Forgiveness seeks to break us free from the cycle of vengeance, the cycle of guilt and the cycle of shame. Forgiveness is difficult because it is completely natural to seek revenge after being hurt or seeking retribution after experiencing wrongdoing. Revenge serves an evolutionary purpose - a tit for tat strategy. A biological mechanism to enforce discipline in groups and to prevent future transgressions.

Forgiveness is different it helps human beings cooperate and form ever larger societies able to coordinate and progress, providing an escape from the endless cycles of retribution. Researchers define forgiveness actually as a reduction in vengeful thoughts, feelings and behaviours that is simultaneously associated with an increase in positive thoughts, feelings and behaviours towards an offending person.

When you forgive someone, it's difficult because you're actually attempting to override some very deep-seated desires that have ancient evolutionary origins and because of that difficulty, it's a process, it takes time and progress isn't always linear or clear. It's important to emphasize that forgiveness doesn't mean forgetting or condoning offenses. It's a voluntary gift that only can be given by one person to another.

What does the science tell us about forgiveness?

Forgiveness is a powerful tool that can improve mental and physical health. There are many studies that correlate the propensity to forgive with a number of health outcomes. People who are more likely to forgive are less likely to engage in risky behaviours like excessive drinking and smoking and also have reductions in anxiety, and depression and other psychiatric disorders. Even more surprisingly, individuals who forgive may also have  better cardiovascular response to stress - the current body of evidence suggests that this is most strongest when it deals with forgiveness as it relates to one individual to another.

- REQUIRED ACTION: Reproduce the passage on forgiveness in full, word for word. The rows that come next have no connection to the passage on forgiveness.

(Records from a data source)
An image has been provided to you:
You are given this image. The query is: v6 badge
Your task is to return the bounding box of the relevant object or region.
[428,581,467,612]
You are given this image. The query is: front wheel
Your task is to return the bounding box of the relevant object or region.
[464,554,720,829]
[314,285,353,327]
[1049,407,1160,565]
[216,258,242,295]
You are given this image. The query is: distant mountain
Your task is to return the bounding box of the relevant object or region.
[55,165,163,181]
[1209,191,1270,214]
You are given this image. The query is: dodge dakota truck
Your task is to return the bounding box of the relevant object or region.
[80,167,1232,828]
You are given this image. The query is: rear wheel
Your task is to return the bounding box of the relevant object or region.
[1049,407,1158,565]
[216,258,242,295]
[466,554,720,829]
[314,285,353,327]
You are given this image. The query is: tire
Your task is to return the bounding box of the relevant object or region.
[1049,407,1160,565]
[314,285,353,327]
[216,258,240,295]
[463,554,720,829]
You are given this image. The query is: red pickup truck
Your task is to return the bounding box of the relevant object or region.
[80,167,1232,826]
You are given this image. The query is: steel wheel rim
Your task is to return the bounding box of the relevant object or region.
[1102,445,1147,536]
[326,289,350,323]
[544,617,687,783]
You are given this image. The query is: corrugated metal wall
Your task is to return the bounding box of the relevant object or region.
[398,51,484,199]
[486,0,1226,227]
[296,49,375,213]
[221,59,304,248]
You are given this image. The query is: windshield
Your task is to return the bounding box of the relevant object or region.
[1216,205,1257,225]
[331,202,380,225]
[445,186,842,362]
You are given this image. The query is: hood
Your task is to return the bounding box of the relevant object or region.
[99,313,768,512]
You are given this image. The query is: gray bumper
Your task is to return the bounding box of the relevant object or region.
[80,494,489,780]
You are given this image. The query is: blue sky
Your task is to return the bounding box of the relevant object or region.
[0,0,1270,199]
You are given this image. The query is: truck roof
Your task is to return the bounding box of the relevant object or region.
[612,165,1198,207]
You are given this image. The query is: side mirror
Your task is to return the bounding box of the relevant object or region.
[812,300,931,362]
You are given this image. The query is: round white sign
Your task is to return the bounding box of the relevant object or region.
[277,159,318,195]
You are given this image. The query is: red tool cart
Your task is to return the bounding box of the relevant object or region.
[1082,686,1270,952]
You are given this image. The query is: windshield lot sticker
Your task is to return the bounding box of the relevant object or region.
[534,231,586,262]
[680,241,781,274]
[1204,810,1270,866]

- EXERCISE SOLUTION:
Forgiveness seeks to break us free from the cycle of vengeance, the cycle of guilt and the cycle of shame. Forgiveness is difficult because it is completely natural to seek revenge after being hurt or seeking retribution after experiencing wrongdoing. Revenge serves an evolutionary purpose - a tit for tat strategy. A biological mechanism to enforce discipline in groups and to prevent future transgressions.

Forgiveness is different it helps human beings cooperate and form ever larger societies able to coordinate and progress, providing an escape from the endless cycles of retribution. Researchers define forgiveness actually as a reduction in vengeful thoughts, feelings and behaviours that is simultaneously associated with an increase in positive thoughts, feelings and behaviours towards an offending person.

When you forgive someone, it's difficult because you're actually attempting to override some very deep-seated desires that have ancient evolutionary origins and because of that difficulty, it's a process, it takes time and progress isn't always linear or clear. It's important to emphasize that forgiveness doesn't mean forgetting or condoning offenses. It's a voluntary gift that only can be given by one person to another.

What does the science tell us about forgiveness?

Forgiveness is a powerful tool that can improve mental and physical health. There are many studies that correlate the propensity to forgive with a number of health outcomes. People who are more likely to forgive are less likely to engage in risky behaviours like excessive drinking and smoking and also have reductions in anxiety, and depression and other psychiatric disorders. Even more surprisingly, individuals who forgive may also have  better cardiovascular response to stress - the current body of evidence suggests that this is most strongest when it deals with forgiveness as it relates to one individual to another.